◆ Aim ◆
Could you format the rows below as a JSON list of strings, with one string per line and no blank lines?

(Rows of labeled points)
========================
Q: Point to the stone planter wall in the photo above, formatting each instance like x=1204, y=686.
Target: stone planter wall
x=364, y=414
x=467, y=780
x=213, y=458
========================
◆ Task output ◆
[
  "Q: Point to the stone planter wall in the photo above, formatting each instance like x=1204, y=686.",
  "Target: stone planter wall",
  "x=364, y=414",
  "x=467, y=780",
  "x=213, y=458"
]